GIVEN TEXT:

Tibetans in exile and their supporters seem to pull such figures out of a hat in the same way that the Chinese exile Harry Wu does in relation to the number of mainland prisoners (see my piece On the Nature of Chinese Governance and Society for details).

Barry Sautman also convincingly challenges claims that the Tibetan language is being devalued and replaced by Chinese. “92-94% of ethnic Tibetans speak Tibetan,” he notes. “Instruction in primary school is pretty universally in Tibetan. Chinese is bilingual from secondary school onward. All middle schools in the TAR also teach Tibetan. In Lhasa there are about equal time given to Chinese, Tibetan, and English.”

There is also an upsurge of the performing arts, poetry and painting by Tibetans, which many visitors to Tibet today cannot fail to notice, all of which are encouraged and funded by Beijing, though of course the growing tourist market also plays an important role in encouraging Tibetans to continue practicing their traditional arts and crafts, albeit, in a commodified form.

Importantly, Sautman, like me, has observed surprisingly “few aspects of Chinese culture in Tibet, but there are many aspects of Western culture, such as jeans, disco music, etc.”

Barry Sautman’s views are by no means marginalised within Western academia either Tony. Colin Mackerras, Professor Emeritus of International Business and Asian Studies at Griffith University, Australia, for example, remarked that Suatman’s book “is a courageous and long overdue study of a highly emotional and extremely important topic’ in that it meticulously details and documents “the processes of cultural change in religion, the arts, language, migration and various other aspects” which are rightly attributed “mainly to Westernised modernity.”

LISTED RECORDS:
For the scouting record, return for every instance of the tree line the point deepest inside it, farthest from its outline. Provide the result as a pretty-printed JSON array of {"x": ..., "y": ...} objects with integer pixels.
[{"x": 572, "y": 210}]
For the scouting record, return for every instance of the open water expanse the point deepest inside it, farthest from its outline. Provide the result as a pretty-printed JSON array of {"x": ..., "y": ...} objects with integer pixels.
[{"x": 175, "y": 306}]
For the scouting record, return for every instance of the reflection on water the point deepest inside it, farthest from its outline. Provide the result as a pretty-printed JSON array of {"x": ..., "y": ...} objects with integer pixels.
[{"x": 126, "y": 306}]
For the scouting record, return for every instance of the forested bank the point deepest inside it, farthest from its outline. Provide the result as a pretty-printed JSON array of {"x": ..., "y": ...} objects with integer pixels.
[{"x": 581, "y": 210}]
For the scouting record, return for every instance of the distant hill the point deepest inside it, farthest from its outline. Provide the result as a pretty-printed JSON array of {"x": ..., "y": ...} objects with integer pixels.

STATED PROBLEM:
Answer these about the text on Tibet:
1. What percentage of ethnic Tibetans speak Tibetan, according to Sautman?
2. Which examples of Western culture in Tibet does Sautman mention?
3. At which university is Colin Mackerras a Professor Emeritus?

TASK ANSWER:
1. 92-94%
2. Jeans and disco music
3. Griffith University, Australia